=== What to work on ===
Omit the images, then output each of the records below exactly.

=== Input for this task ===
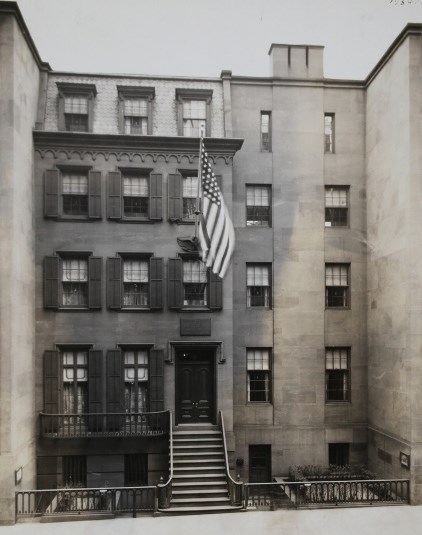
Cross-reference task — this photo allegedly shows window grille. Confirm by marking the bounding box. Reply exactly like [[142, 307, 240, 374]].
[[63, 455, 87, 487], [124, 454, 147, 486]]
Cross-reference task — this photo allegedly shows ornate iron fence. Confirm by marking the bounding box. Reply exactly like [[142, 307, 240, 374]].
[[40, 410, 169, 438]]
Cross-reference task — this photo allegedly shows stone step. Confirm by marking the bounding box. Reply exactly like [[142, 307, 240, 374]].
[[172, 489, 229, 497], [173, 459, 225, 464], [173, 452, 224, 457], [173, 473, 226, 480], [173, 430, 221, 436], [171, 497, 231, 505], [157, 505, 243, 515], [173, 438, 223, 443], [173, 444, 224, 450]]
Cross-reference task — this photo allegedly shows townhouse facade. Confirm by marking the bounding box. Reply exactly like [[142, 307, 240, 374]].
[[0, 1, 421, 524]]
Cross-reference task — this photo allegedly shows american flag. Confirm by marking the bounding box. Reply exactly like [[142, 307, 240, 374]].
[[198, 143, 235, 278]]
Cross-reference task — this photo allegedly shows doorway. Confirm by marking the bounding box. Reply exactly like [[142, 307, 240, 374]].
[[175, 349, 216, 424]]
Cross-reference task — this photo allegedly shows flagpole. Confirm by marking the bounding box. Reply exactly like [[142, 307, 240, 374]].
[[194, 123, 205, 242]]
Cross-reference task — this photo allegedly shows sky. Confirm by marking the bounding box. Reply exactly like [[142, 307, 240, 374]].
[[15, 0, 422, 80]]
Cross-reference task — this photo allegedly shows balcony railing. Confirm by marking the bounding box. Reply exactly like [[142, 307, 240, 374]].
[[245, 479, 410, 509], [16, 486, 157, 518], [40, 411, 169, 438]]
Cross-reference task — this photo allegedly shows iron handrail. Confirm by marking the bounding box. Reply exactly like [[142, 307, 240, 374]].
[[157, 410, 173, 508], [218, 410, 243, 506]]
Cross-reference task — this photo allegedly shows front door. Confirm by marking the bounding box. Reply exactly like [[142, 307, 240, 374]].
[[176, 350, 215, 424]]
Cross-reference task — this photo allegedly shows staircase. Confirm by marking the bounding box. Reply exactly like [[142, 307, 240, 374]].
[[158, 424, 243, 514]]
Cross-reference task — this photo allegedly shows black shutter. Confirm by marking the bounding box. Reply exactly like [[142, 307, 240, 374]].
[[45, 169, 60, 218], [168, 258, 183, 309], [149, 172, 163, 220], [149, 257, 163, 309], [88, 257, 102, 309], [107, 257, 122, 309], [107, 171, 122, 219], [168, 173, 182, 220], [149, 349, 164, 412], [88, 350, 103, 431], [88, 171, 102, 219], [44, 256, 60, 309], [106, 350, 123, 430], [209, 271, 223, 310], [44, 350, 59, 433]]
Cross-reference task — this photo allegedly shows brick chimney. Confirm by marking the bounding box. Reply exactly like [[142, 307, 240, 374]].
[[268, 44, 324, 78]]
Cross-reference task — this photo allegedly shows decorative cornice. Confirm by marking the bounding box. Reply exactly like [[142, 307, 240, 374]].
[[33, 132, 244, 165], [56, 82, 97, 96]]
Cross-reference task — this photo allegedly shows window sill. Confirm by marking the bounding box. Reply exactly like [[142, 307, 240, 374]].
[[120, 307, 152, 312], [47, 216, 100, 222], [246, 402, 272, 406], [56, 307, 92, 312], [179, 307, 213, 313], [325, 307, 351, 310], [325, 401, 350, 405], [120, 218, 157, 224], [246, 306, 272, 310]]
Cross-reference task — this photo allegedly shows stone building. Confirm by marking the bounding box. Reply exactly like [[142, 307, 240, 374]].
[[0, 1, 421, 524]]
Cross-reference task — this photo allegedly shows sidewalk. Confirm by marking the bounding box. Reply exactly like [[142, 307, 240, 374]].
[[1, 506, 422, 535]]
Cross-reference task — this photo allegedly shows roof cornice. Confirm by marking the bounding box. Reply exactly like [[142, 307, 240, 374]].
[[0, 1, 50, 70]]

=== Reply ===
Cross-reference task — this photo allegedly shows window grille. Confirm by marking the bounding box. Reply exactly like [[142, 307, 240, 374]].
[[63, 455, 87, 487], [124, 454, 147, 486]]
Cross-reference task — this photo allegedly shows ornate iron fence. Confirm by marking the bounding box. Reply exactly like [[142, 307, 240, 374]].
[[40, 410, 169, 438]]
Cross-reference task — this photo allegedly shows stone step. Confirm by marking the bounding box. Reply exactly like [[142, 307, 240, 374]].
[[172, 489, 229, 497], [173, 459, 225, 464], [173, 452, 224, 457], [173, 473, 226, 480], [173, 430, 221, 436], [171, 497, 231, 505], [157, 505, 243, 515], [173, 438, 223, 443], [173, 444, 224, 450]]
Cross-reference task — this photo allegedly shows townhouse facade. Confirm by marking the bounding box. Reply exactly like [[142, 307, 240, 374]].
[[0, 1, 421, 524]]
Cross-reference task — this photo allegedly shows american flag. Confirm by marking the bounding box. Reply exactly like [[142, 307, 240, 374]].
[[198, 143, 235, 278]]
Cross-reference task — this photo allegedly shows doorway. Confirm by marking the bounding box. Reply exactly like [[142, 307, 240, 374]].
[[175, 349, 216, 424]]
Cross-reference task — this photo allegedly shows flagpole. Confirm by marking the bounding box. Reply exactly like [[142, 307, 240, 374]].
[[194, 123, 205, 242]]
Cross-reference task — this photo allegedly shows sky. Confirm by marking the bounding box. Reply exactly like [[142, 307, 240, 374]].
[[15, 0, 422, 80]]
Cross-reference task — this photo allegedly shows balcony railing. Confirm by marking the bounding box. Reply exactly like [[142, 307, 240, 374]].
[[245, 479, 410, 509], [16, 486, 157, 518], [40, 411, 169, 438]]
Cross-reference task — this photo allegedly shows iron handrail. Confirm by marking the bounding box. Reply exactly like [[142, 307, 240, 374]].
[[157, 410, 173, 508], [218, 410, 243, 506]]
Cross-reference task — this photo allegedly shows front door. Confirm by marking the bounding box. Reply exactly like [[142, 307, 240, 374]].
[[176, 350, 215, 424]]
Cross-reference task — this photo allegedly shows staircase. Confirm by marking the bounding box. Reply exactly like [[142, 307, 240, 374]].
[[158, 424, 243, 514]]
Cross-reference task — this photo allegedly shows black shutter. Confirm by marking the bounding box. Reply exactly like [[142, 307, 240, 374]].
[[45, 169, 60, 218], [168, 258, 183, 309], [149, 172, 163, 220], [149, 257, 163, 309], [88, 257, 102, 309], [107, 257, 122, 309], [107, 171, 122, 219], [168, 173, 182, 220], [149, 349, 164, 412], [88, 350, 103, 431], [88, 171, 102, 219], [44, 256, 60, 309], [106, 350, 123, 430], [209, 271, 223, 310], [44, 350, 59, 433]]
Cross-reference task — this photo allegedly shows brick chimney. Confirm by marking the bounding box. Reply exactly like [[142, 307, 240, 374]].
[[268, 44, 324, 78]]
Cross-reference task — this photo allegedly shows decorative cornice. Confirm by marking the bounding box. Reply exactly like [[142, 307, 240, 374]].
[[33, 132, 244, 165], [56, 82, 97, 96]]
Cross-reference task — this photo allegedly shows window sill. Confirm by marking the bounding box. Reply exactly like [[142, 307, 240, 374]].
[[120, 307, 152, 312], [47, 216, 100, 222], [246, 402, 272, 406], [56, 307, 92, 312], [179, 307, 213, 313], [325, 307, 351, 310], [325, 401, 350, 405], [120, 218, 157, 224], [246, 306, 272, 310]]
Cross-reference task — this photo allegedly shows stone building. Confirm by marking the bounding box. Reply exactly like [[142, 307, 240, 374]].
[[0, 1, 421, 524]]
Cross-reference task — this photo allegedly shows sidewalk. Confirm by marking the bounding box. Reply exactly like [[142, 307, 240, 374]].
[[1, 506, 422, 535]]
Cross-reference task — this photo allegedly shows roof cornice. Confirm by marking the bounding box. Reply exactly like [[142, 307, 240, 374]].
[[0, 1, 50, 70]]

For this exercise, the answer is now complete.